┌──

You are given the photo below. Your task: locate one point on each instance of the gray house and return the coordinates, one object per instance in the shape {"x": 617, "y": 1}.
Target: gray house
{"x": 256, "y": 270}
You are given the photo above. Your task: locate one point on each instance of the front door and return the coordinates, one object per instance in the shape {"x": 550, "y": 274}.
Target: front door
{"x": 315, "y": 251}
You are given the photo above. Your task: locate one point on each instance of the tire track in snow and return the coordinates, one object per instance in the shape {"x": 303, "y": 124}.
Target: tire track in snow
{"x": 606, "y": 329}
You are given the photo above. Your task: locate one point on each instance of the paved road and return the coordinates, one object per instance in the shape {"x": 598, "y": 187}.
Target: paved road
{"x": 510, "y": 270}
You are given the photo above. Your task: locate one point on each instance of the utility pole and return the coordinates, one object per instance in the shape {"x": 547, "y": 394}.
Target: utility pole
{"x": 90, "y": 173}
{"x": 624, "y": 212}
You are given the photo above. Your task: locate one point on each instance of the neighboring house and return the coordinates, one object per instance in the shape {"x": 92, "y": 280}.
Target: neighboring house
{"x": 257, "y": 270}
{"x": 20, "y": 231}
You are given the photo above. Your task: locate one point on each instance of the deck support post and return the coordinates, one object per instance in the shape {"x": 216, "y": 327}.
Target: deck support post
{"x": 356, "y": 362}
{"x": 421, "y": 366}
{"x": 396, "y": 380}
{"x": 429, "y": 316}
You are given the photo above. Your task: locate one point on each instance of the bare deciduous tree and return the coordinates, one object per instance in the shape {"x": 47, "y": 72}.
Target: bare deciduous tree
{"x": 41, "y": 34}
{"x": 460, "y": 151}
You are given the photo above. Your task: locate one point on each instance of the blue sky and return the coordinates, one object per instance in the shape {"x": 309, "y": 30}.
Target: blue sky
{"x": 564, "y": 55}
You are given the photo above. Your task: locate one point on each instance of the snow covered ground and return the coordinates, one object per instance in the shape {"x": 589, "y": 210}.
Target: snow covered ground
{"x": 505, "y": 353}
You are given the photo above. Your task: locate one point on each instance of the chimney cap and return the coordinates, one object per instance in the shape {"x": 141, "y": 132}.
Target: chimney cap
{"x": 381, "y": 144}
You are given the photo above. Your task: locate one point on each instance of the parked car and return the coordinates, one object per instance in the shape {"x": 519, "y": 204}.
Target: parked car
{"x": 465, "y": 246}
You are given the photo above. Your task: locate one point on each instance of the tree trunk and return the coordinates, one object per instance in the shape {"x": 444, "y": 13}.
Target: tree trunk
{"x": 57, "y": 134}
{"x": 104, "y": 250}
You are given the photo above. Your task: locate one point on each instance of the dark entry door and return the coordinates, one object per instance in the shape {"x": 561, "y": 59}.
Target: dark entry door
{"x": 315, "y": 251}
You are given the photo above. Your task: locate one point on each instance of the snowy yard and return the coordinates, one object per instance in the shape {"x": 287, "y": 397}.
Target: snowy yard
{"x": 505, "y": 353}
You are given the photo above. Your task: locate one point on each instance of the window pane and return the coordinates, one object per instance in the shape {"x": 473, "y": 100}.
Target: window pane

└──

**WHAT YOU SHOULD DO**
Go through the material and report each line that holds the string "window".

**EXERCISE SOLUTION**
You are given the photo above. Your task: locate one point on each instance of the window pane and return the coordinates, one object per instance in the shape {"x": 473, "y": 100}.
Target: window pane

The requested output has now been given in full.